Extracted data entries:

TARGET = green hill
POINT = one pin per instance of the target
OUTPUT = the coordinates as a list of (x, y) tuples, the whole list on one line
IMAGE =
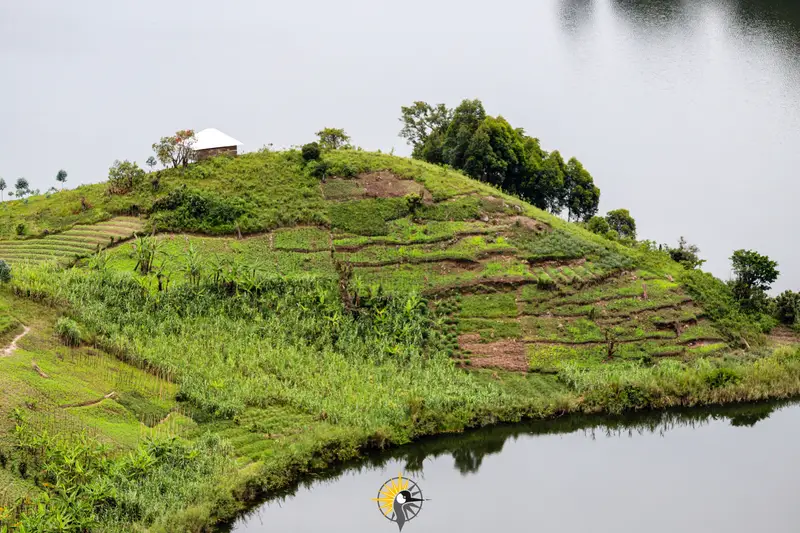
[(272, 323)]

--

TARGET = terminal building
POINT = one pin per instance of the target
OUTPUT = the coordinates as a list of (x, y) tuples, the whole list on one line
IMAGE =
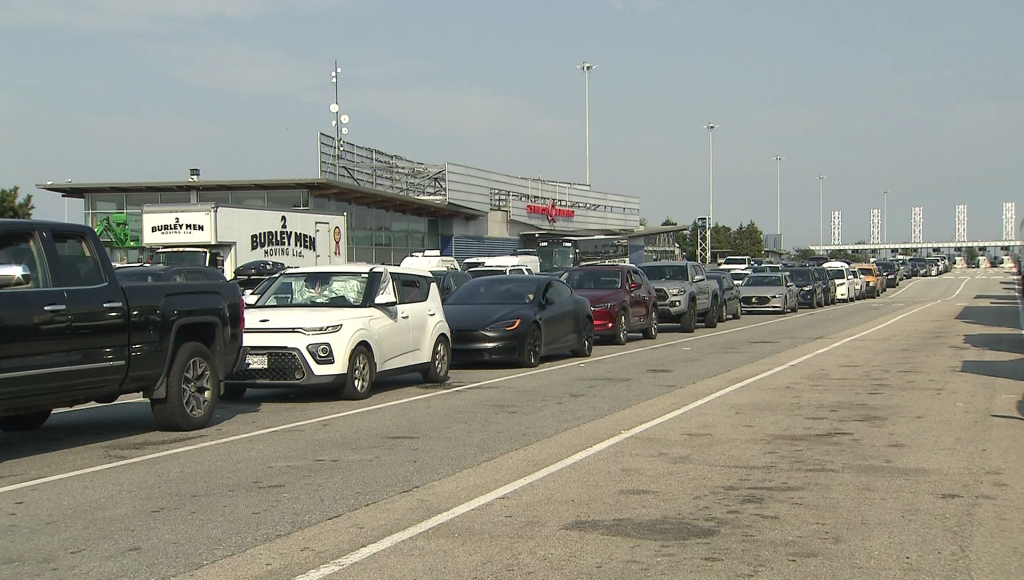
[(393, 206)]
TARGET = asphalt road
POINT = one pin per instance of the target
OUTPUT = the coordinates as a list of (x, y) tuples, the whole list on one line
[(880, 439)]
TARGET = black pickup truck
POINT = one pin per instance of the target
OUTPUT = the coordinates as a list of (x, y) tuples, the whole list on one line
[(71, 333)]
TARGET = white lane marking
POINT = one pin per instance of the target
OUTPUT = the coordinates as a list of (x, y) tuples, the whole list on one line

==

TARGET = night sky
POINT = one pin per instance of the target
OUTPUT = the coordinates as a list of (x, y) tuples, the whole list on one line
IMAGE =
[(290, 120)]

— THE PROBLEM —
Retype the entry lines starting with the line containing "TARGET = green hill" and ending with the line containing "[(272, 323)]", both included. Leave the pictures out.

— SOLUTION FOR THIS EXERCISE —
TARGET = green hill
POINT = one pin per instance of the target
OUTPUT = the coordinates as a list of (x, y) tuples, the whole list on one line
IMAGE =
[(272, 323)]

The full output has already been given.